##### Raw records

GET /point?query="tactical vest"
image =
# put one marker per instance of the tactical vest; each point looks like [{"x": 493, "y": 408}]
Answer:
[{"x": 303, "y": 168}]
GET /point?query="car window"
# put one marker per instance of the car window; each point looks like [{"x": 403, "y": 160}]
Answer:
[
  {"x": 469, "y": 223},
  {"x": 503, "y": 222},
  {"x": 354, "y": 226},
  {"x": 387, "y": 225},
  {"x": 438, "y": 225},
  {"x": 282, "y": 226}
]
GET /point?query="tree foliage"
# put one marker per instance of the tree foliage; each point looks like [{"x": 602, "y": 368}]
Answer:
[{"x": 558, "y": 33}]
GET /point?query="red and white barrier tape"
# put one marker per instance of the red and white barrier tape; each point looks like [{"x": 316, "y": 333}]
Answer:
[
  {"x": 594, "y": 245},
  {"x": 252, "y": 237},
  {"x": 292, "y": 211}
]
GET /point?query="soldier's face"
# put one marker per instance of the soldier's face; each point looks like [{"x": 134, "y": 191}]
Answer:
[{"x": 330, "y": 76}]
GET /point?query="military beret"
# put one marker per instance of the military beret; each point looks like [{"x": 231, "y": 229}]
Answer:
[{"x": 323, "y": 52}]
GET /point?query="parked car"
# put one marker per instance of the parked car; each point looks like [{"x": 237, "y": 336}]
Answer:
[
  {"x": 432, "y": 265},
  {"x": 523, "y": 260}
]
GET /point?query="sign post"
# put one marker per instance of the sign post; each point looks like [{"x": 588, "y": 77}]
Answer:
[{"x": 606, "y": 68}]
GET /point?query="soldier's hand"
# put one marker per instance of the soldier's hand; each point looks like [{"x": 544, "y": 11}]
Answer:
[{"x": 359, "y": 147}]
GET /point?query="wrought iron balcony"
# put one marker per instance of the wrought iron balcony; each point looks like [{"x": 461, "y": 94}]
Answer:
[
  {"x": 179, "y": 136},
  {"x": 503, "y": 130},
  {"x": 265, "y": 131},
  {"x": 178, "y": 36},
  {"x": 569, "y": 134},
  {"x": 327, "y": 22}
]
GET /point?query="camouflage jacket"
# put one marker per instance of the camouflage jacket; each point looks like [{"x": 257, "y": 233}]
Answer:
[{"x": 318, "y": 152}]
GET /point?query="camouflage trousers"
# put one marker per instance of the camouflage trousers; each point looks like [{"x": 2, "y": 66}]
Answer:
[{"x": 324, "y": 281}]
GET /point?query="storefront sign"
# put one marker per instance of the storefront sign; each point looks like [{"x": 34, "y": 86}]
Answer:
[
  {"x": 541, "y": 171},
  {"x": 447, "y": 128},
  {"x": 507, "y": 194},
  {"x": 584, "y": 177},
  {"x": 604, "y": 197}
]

##########

### Stated exercise
Please locate each line in the data above that contains the word "military" and copy those lines out. Case matters.

### Result of the exercise
GET /point?query="military beret"
# put one marker per instance of the military beret; each point looks like [{"x": 231, "y": 229}]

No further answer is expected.